Given problem: In the listing below, starting at the line containing "Query: wire fence" and ending at the end of the listing, substitute "single dot" for every "single point" and give those lines again with nothing else changed.

Records provided:

+ + +

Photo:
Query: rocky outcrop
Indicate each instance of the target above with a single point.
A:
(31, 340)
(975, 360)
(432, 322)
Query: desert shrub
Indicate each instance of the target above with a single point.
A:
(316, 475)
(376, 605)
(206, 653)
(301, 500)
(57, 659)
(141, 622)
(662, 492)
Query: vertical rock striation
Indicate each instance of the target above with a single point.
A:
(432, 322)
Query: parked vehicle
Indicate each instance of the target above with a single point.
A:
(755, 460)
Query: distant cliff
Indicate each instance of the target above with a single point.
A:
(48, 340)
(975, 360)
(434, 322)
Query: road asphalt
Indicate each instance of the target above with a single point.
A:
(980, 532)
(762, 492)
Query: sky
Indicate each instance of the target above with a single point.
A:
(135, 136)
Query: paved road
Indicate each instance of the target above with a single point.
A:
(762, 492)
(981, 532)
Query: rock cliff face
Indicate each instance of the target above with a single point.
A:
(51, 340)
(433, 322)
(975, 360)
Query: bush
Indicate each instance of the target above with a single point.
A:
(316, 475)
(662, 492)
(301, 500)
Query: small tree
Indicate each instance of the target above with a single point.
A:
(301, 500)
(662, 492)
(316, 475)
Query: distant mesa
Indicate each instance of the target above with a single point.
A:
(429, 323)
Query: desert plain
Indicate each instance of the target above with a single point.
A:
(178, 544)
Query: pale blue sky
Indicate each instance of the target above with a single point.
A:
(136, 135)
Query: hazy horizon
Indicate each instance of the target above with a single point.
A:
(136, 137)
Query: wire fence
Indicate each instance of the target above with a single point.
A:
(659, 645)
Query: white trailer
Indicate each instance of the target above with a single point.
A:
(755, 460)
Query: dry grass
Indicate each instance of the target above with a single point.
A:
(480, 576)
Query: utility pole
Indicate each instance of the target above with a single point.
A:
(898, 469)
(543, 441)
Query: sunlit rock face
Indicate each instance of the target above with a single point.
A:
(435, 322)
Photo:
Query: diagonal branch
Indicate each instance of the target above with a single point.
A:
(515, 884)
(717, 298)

+ + +

Solution for this problem:
Query: wire fence
Indicate each instance of the target above with a single dot.
A:
(659, 645)
Query: white trailer
Indicate each instance of the target above with a single dot.
A:
(755, 460)
Query: dry grass
Indicate each instance of the target above with a single dot.
A:
(480, 576)
Query: utility pole
Indicate each instance of the target above with a single dot.
A:
(898, 469)
(543, 441)
Query: sunlit rock face
Indicate each instance of the target above with a single dot.
A:
(435, 322)
Photo:
Query: diagonal branch
Indicate each instance of the target above with a single dot.
A:
(515, 884)
(717, 298)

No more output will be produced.